A África é o que é hoje. E ponto final. Entrecruzamento de raças e etnias, suas mazelas – a miséria de muitos povos, a falta de perspectivas para muitos, a opressão de uma classe sobre outras – são iguais às de todos os homens que vivem na Terra – uns mais, outros menos. Uma espécie de Brasil nenhum pouco às avessas. Se aqui o partido que se dizia de esquerda e defendia os oprimidos chegou ao poder pelas vias da democracia chamada burguesa e, naturalmente, não o quer largar, ainda que tenha de recorrer a meios inconfessáveis, ao estilo das antigas máfias napolitanas, lá o partido dos oprimidos, a Frente de Libertação de Moçambique (Frelimo), alcançou o poder pela força das armas, depois de ter, primeiro, colocado o colonialismo para correr e, em seguida, em meio a anos de contendas e mortandades, destruído pelos fuzis adversários que tinham os mesmos objetivos.

No poder, num congraçamento entre “marxistas-leninistas arrependidos” e oportunistas incrustados nas máquinas partidárias, tanto lá como cá, os partidos e seus dirigentes logo esqueceram os miseráveis que tanto defendiam, deixando-se levar pelas delícias do dinheiro fácil das grandes corporações nacionais e internacionais, que, afinal, ninguém é de ferro e a vida é uma só e tem de ser vivida à larga, ainda que à custa da dilapidação do patrimônio público, da corrupção generalizada, do gangrenamento da vida da nação e da destruição dos bens naturais do país. Tudo em troca de “consultorias”, “sobras de campanhas” ou “numerário não contabilizado”, conhecidos eufemismos brasileiros para a maldita taxa de corrupção e outras formas de enriquecimento ilícito. Obviamente, sempre revestidas por “bazófias patrióticas”, como diria o autor.

É o que se pode sentir neste romance de Cabrita, um retrato de uma África pouco conhecida no Brasil, mas facilmente reconhecível, que se desenha na vida de meia dúzia de personagens: César, luso-moçambicano, professor e escritor de romances policiais; Raul, amigo de César, policial; Beatriz, mulher de César e professora universitária na área de Literaturas Africanas; Argentina, concubina de César por dez anos e gestora numa ONG; Aurora, antiga ama-seca de César e sua cozinheira; e Filipa, irmã de César e médica. Além de outros personagens secundários apenas citados, como a famosa atriz Rita Hayworth (1918-1987), estrela de Gilda (1946), que, entre outros casamentos, viveu com o príncipe Aly Khan, de 1949 a 1953, num palácio na Ilha de Moçambique, para quem, no romance, Aurora – provavelmente, macua ou maconde – teria prestado serviços culinários.

### Tarefa
Retome o texto sobre o romance de Cabrita e Moçambique logo após a última frase e prossiga com a escrita.

### Material de estudo
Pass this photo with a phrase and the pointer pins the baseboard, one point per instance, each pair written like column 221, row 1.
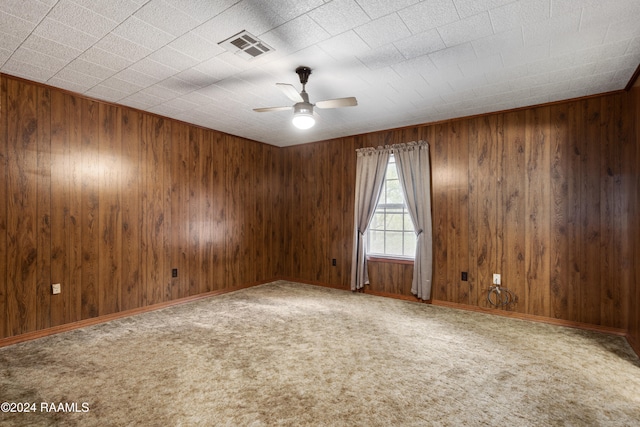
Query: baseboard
column 635, row 344
column 534, row 318
column 493, row 311
column 127, row 313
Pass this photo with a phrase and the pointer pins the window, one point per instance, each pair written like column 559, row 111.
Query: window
column 391, row 232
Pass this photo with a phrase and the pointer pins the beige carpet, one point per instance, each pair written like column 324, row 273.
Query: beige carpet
column 293, row 354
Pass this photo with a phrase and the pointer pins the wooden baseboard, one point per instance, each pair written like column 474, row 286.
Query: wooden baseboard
column 494, row 311
column 635, row 344
column 106, row 318
column 542, row 319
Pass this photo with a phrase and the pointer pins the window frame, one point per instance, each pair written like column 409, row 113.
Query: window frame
column 382, row 257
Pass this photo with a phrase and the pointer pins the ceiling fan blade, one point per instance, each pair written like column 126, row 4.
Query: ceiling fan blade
column 266, row 109
column 290, row 91
column 337, row 103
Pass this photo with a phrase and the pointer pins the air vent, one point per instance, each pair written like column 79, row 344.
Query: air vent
column 246, row 45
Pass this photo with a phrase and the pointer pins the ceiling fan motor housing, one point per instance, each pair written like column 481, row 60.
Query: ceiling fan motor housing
column 303, row 72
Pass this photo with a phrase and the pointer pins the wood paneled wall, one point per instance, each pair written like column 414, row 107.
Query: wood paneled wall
column 107, row 200
column 633, row 229
column 539, row 195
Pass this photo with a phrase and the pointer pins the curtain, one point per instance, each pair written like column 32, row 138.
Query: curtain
column 371, row 166
column 414, row 173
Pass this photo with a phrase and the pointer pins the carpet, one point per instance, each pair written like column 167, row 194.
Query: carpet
column 293, row 355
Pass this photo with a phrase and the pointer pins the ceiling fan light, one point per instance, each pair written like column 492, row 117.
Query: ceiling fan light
column 303, row 120
column 303, row 115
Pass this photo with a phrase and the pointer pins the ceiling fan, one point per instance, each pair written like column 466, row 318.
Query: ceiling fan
column 303, row 109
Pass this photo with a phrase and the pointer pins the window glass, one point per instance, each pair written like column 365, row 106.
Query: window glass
column 391, row 232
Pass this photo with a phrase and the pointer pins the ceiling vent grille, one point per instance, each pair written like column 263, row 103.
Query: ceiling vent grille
column 246, row 45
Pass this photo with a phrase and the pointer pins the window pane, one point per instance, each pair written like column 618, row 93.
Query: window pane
column 391, row 231
column 376, row 242
column 394, row 192
column 377, row 223
column 410, row 244
column 394, row 221
column 408, row 224
column 394, row 243
column 392, row 171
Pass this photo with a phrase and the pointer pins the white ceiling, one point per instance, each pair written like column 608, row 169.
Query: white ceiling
column 406, row 61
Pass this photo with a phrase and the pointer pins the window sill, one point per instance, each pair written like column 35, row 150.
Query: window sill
column 378, row 258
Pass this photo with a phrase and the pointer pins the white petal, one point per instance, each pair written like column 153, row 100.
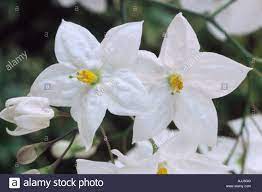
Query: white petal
column 214, row 74
column 88, row 111
column 76, row 45
column 137, row 166
column 7, row 114
column 142, row 149
column 22, row 131
column 32, row 122
column 120, row 45
column 195, row 113
column 66, row 3
column 201, row 6
column 179, row 44
column 216, row 32
column 126, row 94
column 54, row 83
column 222, row 150
column 183, row 143
column 254, row 157
column 95, row 167
column 151, row 124
column 98, row 6
column 37, row 100
column 148, row 68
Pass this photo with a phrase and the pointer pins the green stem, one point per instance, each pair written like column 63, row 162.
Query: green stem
column 58, row 161
column 107, row 144
column 247, row 55
column 222, row 8
column 154, row 145
column 123, row 11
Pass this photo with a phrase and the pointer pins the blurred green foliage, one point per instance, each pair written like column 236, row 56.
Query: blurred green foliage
column 31, row 26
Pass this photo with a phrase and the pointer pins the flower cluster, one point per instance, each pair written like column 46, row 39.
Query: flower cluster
column 114, row 75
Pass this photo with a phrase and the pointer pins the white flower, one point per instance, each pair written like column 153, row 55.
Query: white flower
column 176, row 156
column 253, row 126
column 93, row 77
column 97, row 6
column 182, row 83
column 30, row 114
column 240, row 18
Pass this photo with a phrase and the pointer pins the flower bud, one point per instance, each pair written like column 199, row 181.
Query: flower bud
column 44, row 170
column 30, row 153
column 30, row 114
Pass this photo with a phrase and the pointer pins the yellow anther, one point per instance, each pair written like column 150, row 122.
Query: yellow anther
column 162, row 171
column 87, row 76
column 176, row 82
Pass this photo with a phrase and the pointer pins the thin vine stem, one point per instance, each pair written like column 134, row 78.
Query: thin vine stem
column 247, row 55
column 123, row 11
column 58, row 161
column 220, row 9
column 107, row 144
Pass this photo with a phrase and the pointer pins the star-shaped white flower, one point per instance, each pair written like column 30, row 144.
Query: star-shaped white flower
column 240, row 18
column 182, row 83
column 97, row 6
column 176, row 156
column 30, row 114
column 93, row 77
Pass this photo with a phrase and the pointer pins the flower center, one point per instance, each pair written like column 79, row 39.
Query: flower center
column 175, row 82
column 87, row 76
column 162, row 170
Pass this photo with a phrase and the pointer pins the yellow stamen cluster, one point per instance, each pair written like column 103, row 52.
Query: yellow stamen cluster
column 162, row 170
column 175, row 82
column 87, row 76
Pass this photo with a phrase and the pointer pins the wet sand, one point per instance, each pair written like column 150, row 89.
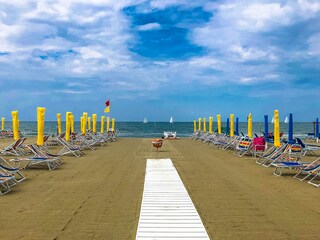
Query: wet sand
column 98, row 196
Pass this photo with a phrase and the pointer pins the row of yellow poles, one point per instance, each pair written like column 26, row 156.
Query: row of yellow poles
column 276, row 131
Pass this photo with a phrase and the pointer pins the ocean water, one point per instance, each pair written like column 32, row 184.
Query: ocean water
column 156, row 129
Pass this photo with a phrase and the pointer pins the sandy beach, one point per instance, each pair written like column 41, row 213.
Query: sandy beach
column 98, row 196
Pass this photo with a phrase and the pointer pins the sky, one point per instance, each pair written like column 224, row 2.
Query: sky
column 160, row 58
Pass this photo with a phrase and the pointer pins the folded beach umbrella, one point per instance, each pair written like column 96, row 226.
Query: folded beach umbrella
column 15, row 124
column 40, row 117
column 231, row 125
column 219, row 123
column 59, row 123
column 250, row 125
column 276, row 131
column 102, row 124
column 94, row 123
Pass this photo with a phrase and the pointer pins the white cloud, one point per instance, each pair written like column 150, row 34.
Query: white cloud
column 149, row 26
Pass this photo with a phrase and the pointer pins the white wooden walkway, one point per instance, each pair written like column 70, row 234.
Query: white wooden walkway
column 167, row 211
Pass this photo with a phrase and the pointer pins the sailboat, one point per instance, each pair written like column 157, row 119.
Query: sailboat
column 171, row 120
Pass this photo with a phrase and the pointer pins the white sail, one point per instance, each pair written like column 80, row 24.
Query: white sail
column 171, row 120
column 145, row 120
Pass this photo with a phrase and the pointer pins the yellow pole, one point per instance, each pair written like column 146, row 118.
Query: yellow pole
column 68, row 125
column 81, row 124
column 15, row 124
column 210, row 124
column 108, row 123
column 2, row 124
column 72, row 122
column 276, row 130
column 113, row 124
column 102, row 124
column 40, row 116
column 84, row 127
column 94, row 123
column 250, row 125
column 89, row 123
column 231, row 125
column 59, row 123
column 219, row 123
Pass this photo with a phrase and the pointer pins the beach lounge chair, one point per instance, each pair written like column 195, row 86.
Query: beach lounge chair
column 8, row 169
column 243, row 147
column 309, row 171
column 68, row 148
column 308, row 147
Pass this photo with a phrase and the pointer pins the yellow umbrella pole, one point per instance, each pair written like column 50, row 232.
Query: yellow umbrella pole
column 59, row 123
column 72, row 123
column 68, row 125
column 84, row 127
column 231, row 125
column 219, row 123
column 210, row 124
column 108, row 124
column 102, row 124
column 276, row 130
column 2, row 124
column 40, row 116
column 94, row 123
column 15, row 124
column 113, row 124
column 89, row 123
column 250, row 125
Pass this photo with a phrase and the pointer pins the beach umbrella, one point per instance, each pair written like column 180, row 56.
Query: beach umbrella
column 94, row 123
column 2, row 125
column 290, row 132
column 227, row 130
column 72, row 122
column 89, row 123
column 113, row 124
column 237, row 126
column 15, row 124
column 250, row 125
column 40, row 117
column 84, row 126
column 68, row 125
column 210, row 124
column 266, row 130
column 317, row 128
column 231, row 125
column 276, row 130
column 102, row 124
column 219, row 123
column 59, row 123
column 108, row 123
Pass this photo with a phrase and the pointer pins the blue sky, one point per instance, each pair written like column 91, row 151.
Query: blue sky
column 160, row 58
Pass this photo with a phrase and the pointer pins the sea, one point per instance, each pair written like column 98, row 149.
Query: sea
column 156, row 129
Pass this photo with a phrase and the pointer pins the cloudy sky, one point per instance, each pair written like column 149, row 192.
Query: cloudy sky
column 160, row 58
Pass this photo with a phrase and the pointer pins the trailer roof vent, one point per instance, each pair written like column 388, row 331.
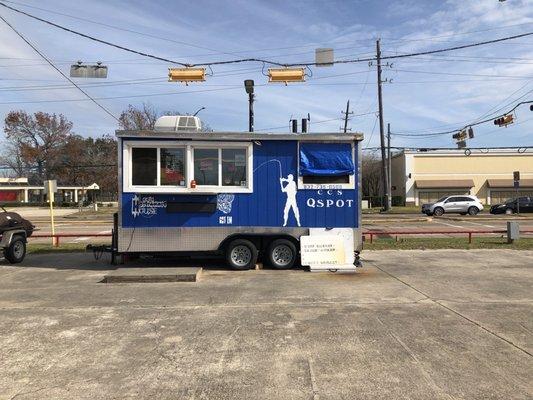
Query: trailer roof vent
column 178, row 123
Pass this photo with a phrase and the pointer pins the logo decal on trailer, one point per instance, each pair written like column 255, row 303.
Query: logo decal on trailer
column 146, row 206
column 224, row 202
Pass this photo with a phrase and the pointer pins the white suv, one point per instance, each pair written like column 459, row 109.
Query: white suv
column 459, row 204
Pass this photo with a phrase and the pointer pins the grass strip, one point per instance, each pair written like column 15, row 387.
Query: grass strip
column 422, row 243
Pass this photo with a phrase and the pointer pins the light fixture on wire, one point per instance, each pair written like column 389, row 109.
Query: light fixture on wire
column 186, row 75
column 286, row 75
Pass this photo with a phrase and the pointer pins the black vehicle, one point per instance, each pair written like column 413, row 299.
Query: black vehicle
column 14, row 232
column 512, row 206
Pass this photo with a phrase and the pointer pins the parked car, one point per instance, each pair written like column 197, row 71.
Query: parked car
column 14, row 232
column 512, row 206
column 463, row 205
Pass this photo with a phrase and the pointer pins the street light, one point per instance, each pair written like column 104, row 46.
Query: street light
column 186, row 75
column 249, row 87
column 286, row 75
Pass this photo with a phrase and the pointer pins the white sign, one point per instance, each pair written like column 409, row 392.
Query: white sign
column 343, row 238
column 52, row 184
column 322, row 250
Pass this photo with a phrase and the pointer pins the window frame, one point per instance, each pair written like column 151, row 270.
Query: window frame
column 189, row 147
column 317, row 186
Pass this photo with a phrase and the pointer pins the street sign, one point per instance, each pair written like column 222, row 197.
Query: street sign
column 88, row 71
column 50, row 184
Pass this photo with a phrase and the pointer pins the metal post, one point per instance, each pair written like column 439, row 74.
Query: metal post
column 346, row 116
column 51, row 201
column 382, row 131
column 250, row 112
column 389, row 169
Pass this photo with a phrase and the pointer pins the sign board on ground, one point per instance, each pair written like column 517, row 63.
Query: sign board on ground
column 326, row 250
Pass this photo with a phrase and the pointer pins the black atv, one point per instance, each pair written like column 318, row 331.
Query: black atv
column 14, row 232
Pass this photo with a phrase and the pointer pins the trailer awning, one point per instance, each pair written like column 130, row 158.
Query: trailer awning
column 444, row 183
column 326, row 159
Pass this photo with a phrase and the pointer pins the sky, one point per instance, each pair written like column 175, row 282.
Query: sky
column 424, row 94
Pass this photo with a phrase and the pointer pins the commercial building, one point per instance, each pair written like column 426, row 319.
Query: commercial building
column 425, row 176
column 18, row 190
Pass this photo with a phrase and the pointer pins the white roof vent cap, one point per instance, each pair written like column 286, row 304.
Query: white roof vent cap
column 178, row 123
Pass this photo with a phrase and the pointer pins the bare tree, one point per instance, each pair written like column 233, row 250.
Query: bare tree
column 142, row 118
column 35, row 142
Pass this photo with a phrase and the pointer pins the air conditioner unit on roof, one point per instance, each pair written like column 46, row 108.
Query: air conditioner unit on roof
column 178, row 123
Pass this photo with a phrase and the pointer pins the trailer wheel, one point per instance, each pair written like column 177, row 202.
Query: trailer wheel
column 241, row 254
column 282, row 254
column 16, row 251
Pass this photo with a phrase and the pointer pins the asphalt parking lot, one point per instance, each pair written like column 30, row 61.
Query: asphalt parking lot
column 411, row 324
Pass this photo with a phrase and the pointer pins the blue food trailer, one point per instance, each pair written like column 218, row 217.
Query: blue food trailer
column 244, row 195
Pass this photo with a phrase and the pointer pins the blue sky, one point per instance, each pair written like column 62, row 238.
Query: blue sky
column 427, row 94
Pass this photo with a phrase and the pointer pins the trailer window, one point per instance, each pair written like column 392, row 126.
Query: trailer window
column 234, row 167
column 206, row 166
column 144, row 166
column 172, row 167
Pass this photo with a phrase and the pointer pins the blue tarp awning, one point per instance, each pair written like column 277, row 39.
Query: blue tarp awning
column 326, row 159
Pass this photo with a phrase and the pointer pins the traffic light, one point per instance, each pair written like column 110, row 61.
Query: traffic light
column 460, row 136
column 505, row 120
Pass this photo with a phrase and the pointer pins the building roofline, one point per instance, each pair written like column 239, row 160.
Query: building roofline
column 473, row 151
column 239, row 135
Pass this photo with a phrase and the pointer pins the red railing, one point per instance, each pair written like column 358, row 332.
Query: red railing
column 470, row 234
column 369, row 234
column 57, row 236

### Resposta à tarefa
Por trás de tudo, um pano de fundo facilmente reconhecível: uma estrada de terra batida é aberta só para que presidentes (das câmaras) de duas cidades e secretários do partido se visitem; um presidente da câmara de Maputo é atropelado de modo acidental, mas ninguém acredita na versão oficial; enfim, crimes que nunca se explicam, como aquele com o qual o policial Raul se vê às voltas com investigações a respeito de pessoas que desviaram dinheiro para o partido, mas para os quais o partido volta as costas. Como nesse tipo de regime o agente policial anda sempre sobre o fio da navalha, dependendo das facções que estão no poder, Raul trata de colocar as barbas de molho, pois teme que o seu fim possa estar próximo. E pede a César, que nunca teve filhos, que leve o seu “miúdo daqui para fora”, pois não quer que fique com a mãe, em Quelimane, pois “isso seria condená-lo a uma vida medíocre...”. (pág. 159).

Observador arguto do linguajar moçambicano, Cabrita constrói os diálogos com fidelidade à oralidade, o que permite suspeitar que, em pouco tempo, o idioma de Camões estará totalmente substituído pelo de Shakespeare não só em terras que foram do sultão Mussa Bin-Mbiki como em todo o antigo e vasto império Monomotapa e nas antigas terras do reino do Ndongo, cobrindo todo o “mapa cor-de-rosa” imaginado, um dia, pelos colonialistas lusos. Até porque a Comunidade dos Países de Língua Portuguesa (CPLP), como organismo internacional, não passa de uma bela fantasia. E, até prova em contrário, pouco faz em defesa da lusofonia. Que o digam os rebeldes da Casamansa, província do Senegal, que desde 1982 empreendem uma inglória guerra de guerrilha para se livrar da opressão do governo de Dakar e virar país independente na órbita da CPLP.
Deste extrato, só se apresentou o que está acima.